╭─ Record extracts

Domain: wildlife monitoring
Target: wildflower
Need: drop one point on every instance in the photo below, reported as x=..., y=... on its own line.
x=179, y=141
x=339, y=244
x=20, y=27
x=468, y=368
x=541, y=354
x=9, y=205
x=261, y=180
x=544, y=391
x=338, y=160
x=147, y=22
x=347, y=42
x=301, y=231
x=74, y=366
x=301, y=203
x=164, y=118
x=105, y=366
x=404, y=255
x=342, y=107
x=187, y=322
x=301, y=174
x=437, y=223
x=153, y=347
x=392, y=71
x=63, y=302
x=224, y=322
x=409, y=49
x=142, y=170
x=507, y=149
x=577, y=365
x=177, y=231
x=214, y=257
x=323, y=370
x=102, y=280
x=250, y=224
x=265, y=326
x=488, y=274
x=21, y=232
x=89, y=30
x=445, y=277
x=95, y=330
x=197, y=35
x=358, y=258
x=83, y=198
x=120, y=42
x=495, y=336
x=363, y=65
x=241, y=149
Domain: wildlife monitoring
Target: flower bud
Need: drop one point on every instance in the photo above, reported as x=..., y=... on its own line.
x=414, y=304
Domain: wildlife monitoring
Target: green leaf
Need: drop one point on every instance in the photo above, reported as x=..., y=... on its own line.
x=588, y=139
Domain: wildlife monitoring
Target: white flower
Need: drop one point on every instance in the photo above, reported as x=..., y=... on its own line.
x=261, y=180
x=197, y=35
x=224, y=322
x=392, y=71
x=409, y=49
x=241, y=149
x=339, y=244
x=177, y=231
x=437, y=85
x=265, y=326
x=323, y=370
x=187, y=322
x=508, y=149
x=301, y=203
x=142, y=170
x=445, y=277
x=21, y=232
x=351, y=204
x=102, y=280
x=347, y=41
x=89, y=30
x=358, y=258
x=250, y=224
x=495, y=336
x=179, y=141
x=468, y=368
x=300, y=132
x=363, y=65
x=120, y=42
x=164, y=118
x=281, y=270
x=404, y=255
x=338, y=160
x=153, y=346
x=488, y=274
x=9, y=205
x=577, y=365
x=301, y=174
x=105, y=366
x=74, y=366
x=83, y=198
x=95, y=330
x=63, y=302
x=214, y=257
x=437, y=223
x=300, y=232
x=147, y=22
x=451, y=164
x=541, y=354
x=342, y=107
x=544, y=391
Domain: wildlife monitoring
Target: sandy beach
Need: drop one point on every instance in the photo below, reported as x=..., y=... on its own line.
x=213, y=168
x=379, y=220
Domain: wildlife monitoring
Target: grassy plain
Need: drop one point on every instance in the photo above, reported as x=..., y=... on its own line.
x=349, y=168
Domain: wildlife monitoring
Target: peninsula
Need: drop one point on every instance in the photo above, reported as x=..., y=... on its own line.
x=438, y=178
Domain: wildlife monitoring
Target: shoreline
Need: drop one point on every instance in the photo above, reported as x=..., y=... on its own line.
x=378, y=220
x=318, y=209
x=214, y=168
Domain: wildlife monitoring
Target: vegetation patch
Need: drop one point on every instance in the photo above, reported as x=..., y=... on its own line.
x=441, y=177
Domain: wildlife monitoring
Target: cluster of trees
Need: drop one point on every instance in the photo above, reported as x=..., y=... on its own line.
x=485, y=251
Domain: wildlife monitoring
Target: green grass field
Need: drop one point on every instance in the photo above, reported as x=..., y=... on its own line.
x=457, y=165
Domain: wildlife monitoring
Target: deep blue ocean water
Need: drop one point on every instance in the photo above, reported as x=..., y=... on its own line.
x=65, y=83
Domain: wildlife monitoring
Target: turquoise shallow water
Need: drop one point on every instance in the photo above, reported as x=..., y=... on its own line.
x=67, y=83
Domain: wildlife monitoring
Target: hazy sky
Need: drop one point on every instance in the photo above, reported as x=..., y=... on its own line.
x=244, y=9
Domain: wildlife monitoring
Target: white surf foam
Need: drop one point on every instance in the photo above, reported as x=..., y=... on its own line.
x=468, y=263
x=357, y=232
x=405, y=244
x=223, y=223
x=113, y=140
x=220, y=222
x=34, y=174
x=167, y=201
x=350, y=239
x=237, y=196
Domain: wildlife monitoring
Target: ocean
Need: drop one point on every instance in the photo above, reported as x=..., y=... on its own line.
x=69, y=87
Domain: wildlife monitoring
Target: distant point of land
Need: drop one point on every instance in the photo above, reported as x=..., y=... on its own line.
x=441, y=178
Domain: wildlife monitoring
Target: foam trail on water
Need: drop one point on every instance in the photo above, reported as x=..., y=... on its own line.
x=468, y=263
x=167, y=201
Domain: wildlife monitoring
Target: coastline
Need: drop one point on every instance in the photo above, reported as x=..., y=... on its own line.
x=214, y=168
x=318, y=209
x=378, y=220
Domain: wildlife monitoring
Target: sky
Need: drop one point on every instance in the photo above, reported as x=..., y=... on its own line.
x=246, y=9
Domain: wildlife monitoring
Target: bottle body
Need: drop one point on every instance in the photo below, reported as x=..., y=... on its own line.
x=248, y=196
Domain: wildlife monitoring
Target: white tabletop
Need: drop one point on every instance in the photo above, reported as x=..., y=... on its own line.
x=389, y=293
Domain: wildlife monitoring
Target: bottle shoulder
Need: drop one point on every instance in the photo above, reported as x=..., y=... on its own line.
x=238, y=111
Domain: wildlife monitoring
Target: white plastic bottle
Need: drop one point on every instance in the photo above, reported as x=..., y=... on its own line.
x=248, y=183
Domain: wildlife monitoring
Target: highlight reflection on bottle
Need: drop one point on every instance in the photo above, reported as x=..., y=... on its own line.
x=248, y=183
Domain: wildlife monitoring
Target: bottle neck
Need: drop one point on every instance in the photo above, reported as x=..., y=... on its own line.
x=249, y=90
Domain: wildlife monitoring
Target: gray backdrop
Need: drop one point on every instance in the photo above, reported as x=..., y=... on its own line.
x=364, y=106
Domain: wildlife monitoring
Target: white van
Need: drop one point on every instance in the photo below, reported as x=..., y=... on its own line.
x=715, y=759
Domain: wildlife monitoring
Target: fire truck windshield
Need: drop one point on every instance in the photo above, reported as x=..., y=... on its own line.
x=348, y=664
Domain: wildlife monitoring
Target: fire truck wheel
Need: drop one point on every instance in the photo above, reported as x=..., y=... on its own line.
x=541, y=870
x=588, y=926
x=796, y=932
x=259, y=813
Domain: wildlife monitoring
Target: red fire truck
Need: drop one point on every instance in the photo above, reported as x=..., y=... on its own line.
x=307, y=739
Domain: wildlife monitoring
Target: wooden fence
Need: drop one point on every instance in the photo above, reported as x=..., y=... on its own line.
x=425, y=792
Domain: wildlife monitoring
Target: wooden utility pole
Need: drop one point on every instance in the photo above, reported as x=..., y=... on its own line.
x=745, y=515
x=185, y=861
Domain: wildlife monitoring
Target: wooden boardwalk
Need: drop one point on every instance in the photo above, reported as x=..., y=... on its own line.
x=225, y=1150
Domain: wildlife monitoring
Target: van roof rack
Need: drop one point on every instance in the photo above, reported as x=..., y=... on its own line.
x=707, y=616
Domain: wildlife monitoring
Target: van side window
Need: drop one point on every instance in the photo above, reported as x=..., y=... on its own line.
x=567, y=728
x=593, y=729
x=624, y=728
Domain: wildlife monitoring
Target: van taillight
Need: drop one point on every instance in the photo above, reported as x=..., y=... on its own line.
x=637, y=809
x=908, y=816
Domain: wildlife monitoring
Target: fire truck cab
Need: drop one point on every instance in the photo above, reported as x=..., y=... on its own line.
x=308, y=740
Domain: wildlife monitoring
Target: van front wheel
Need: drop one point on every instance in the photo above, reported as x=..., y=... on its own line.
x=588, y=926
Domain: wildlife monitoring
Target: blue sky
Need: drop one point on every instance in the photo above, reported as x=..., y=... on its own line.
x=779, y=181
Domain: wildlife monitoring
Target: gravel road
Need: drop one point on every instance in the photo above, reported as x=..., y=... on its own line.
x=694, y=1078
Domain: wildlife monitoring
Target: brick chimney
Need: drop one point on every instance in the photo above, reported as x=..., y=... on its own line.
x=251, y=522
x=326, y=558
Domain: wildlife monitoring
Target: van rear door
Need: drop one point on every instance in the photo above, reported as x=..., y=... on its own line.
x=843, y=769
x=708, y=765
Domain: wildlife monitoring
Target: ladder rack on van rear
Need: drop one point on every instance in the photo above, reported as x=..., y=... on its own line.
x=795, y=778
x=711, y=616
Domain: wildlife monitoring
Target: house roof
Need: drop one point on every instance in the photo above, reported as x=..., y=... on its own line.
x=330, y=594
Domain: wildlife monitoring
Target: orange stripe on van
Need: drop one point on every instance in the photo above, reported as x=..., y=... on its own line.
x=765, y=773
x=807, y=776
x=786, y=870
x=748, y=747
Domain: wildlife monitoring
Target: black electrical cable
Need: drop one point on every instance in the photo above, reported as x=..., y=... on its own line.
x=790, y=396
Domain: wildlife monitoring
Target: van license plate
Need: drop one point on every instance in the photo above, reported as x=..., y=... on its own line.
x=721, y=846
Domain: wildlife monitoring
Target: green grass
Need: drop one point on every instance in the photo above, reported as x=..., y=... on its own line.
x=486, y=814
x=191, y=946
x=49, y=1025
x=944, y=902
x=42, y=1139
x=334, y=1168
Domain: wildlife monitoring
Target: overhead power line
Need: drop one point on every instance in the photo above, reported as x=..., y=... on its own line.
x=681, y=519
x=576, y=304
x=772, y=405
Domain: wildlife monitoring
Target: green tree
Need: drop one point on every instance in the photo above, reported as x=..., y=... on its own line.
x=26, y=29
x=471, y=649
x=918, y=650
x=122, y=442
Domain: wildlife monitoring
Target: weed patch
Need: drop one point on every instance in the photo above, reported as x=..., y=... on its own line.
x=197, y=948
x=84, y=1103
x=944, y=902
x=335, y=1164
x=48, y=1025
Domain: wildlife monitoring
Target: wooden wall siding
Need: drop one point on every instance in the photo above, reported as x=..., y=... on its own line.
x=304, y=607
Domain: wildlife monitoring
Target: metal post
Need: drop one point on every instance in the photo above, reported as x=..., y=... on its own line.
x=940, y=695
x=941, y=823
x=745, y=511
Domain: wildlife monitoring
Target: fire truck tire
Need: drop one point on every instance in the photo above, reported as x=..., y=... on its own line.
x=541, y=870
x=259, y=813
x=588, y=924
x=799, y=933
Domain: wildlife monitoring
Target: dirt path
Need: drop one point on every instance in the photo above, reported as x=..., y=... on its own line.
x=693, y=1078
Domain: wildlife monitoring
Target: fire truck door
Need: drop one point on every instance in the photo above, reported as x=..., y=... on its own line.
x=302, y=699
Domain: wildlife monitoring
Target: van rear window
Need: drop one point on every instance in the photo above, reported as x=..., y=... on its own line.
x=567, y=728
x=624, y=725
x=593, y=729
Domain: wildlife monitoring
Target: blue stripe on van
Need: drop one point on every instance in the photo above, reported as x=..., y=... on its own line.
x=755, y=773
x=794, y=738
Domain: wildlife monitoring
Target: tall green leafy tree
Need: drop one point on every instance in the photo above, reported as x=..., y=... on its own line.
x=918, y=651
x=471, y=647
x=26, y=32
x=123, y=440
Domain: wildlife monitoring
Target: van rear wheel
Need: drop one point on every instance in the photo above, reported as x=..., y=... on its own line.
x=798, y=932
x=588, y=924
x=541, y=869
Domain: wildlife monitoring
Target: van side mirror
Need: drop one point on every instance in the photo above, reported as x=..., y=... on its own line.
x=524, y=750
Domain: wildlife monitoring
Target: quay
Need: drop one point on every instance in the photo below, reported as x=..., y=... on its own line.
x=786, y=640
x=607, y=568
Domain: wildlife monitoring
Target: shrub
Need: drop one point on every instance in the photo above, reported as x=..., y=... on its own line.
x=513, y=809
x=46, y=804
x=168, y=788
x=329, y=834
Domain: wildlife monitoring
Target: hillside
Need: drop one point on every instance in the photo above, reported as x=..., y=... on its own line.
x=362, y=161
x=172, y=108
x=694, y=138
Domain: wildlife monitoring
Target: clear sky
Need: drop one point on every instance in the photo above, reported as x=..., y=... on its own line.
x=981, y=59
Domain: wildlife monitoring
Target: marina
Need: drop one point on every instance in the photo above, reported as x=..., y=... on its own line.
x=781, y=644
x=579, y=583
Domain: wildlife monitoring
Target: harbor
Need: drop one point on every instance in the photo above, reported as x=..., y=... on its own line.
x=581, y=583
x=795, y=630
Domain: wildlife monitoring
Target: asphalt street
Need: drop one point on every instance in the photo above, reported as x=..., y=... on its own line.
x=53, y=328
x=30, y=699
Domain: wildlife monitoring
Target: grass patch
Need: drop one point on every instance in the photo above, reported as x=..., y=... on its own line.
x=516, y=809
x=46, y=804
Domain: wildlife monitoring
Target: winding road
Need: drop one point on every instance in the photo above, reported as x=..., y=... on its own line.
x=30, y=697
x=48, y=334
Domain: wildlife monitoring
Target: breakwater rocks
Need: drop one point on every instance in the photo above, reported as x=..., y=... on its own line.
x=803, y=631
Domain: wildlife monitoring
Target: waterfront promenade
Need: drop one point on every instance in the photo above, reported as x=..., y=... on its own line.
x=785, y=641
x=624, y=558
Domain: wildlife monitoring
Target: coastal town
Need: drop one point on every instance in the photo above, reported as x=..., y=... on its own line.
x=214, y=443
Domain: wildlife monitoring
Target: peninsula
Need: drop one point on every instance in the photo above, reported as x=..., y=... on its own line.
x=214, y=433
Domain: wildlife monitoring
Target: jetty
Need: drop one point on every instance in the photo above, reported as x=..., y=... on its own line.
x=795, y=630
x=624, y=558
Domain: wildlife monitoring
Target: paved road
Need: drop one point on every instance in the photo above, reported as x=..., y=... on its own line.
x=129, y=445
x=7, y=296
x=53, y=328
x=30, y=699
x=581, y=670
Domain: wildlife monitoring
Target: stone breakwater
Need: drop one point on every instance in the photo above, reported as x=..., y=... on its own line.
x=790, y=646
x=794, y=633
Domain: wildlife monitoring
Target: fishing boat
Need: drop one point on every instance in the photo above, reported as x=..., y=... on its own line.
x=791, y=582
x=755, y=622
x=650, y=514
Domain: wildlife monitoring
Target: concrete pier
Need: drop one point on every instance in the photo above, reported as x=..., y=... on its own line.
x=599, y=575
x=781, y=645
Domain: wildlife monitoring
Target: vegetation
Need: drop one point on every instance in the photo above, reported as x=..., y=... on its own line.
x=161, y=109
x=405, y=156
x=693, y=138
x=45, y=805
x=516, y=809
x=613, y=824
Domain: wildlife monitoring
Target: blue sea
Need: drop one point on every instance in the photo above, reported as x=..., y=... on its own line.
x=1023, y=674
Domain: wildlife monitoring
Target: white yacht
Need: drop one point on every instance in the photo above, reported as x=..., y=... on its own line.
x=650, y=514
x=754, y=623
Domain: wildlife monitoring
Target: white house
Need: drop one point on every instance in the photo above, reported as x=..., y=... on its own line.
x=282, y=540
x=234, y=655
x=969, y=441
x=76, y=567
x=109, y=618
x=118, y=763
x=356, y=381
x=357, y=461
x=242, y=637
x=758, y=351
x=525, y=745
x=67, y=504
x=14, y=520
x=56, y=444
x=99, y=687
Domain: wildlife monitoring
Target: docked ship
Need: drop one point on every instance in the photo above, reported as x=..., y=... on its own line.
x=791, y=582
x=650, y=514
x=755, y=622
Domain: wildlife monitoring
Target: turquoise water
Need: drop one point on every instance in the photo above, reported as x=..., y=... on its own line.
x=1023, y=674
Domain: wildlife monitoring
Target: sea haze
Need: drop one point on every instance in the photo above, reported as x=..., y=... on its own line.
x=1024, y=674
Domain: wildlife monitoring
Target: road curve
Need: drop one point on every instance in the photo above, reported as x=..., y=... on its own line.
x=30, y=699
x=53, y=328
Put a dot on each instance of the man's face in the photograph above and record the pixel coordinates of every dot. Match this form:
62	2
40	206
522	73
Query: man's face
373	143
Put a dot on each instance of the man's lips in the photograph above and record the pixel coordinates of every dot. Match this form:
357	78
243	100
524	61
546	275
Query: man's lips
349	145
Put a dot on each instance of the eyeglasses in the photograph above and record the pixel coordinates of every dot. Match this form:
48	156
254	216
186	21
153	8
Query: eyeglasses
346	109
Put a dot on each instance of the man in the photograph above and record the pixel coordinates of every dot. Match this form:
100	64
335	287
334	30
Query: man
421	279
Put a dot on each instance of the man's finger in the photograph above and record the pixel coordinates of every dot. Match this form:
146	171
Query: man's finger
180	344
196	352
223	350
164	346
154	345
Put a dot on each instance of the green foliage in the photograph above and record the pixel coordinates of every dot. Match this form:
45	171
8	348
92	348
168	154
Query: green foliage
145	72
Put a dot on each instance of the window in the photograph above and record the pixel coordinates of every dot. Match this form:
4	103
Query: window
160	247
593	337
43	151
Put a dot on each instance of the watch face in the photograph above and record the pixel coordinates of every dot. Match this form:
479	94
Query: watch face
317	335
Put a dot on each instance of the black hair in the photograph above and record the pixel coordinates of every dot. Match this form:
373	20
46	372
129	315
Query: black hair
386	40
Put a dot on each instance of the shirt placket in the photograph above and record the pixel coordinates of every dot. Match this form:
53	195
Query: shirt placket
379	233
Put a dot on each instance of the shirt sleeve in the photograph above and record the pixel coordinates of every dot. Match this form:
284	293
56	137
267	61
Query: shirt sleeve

╰─

Instruction:
Please lay out every line from the start of the items through the line containing "x=414, y=304", inclusive, as a Markdown table with the columns Row and Item line. Number each row in order and leave out blank lines.

Finished exercise:
| Row | Item line |
|---|---|
| 1 | Domain: wildlife monitoring |
| 2 | Target: wildflower |
| 3 | Need: drop one point on every instance in the photo below, reported as x=..., y=... on its own line. |
| 4 | x=179, y=141 |
| 5 | x=339, y=244 |
| 6 | x=20, y=27 |
| 7 | x=468, y=368 |
| 8 | x=541, y=354 |
| 9 | x=9, y=205 |
| 10 | x=261, y=180 |
| 11 | x=544, y=391 |
| 12 | x=338, y=160 |
| 13 | x=147, y=22 |
| 14 | x=347, y=42 |
| 15 | x=301, y=231 |
| 16 | x=74, y=366 |
| 17 | x=301, y=203 |
| 18 | x=164, y=118 |
| 19 | x=105, y=366 |
| 20 | x=404, y=255 |
| 21 | x=342, y=107 |
| 22 | x=187, y=322 |
| 23 | x=301, y=174 |
| 24 | x=437, y=223 |
| 25 | x=153, y=347 |
| 26 | x=392, y=71 |
| 27 | x=63, y=302 |
| 28 | x=224, y=322 |
| 29 | x=409, y=49 |
| 30 | x=142, y=170 |
| 31 | x=507, y=149 |
| 32 | x=577, y=365 |
| 33 | x=177, y=231 |
| 34 | x=214, y=257 |
| 35 | x=323, y=370 |
| 36 | x=102, y=280 |
| 37 | x=250, y=224 |
| 38 | x=265, y=326 |
| 39 | x=488, y=274 |
| 40 | x=21, y=232 |
| 41 | x=89, y=30 |
| 42 | x=445, y=277 |
| 43 | x=95, y=330 |
| 44 | x=197, y=35 |
| 45 | x=358, y=258 |
| 46 | x=83, y=198 |
| 47 | x=120, y=42 |
| 48 | x=495, y=336 |
| 49 | x=363, y=65 |
| 50 | x=241, y=149 |
| 51 | Domain: wildlife monitoring |
| 52 | Target: flower bud |
| 53 | Need: drop one point on every instance in the photo above, reported as x=..., y=... on its own line. |
| 54 | x=414, y=304 |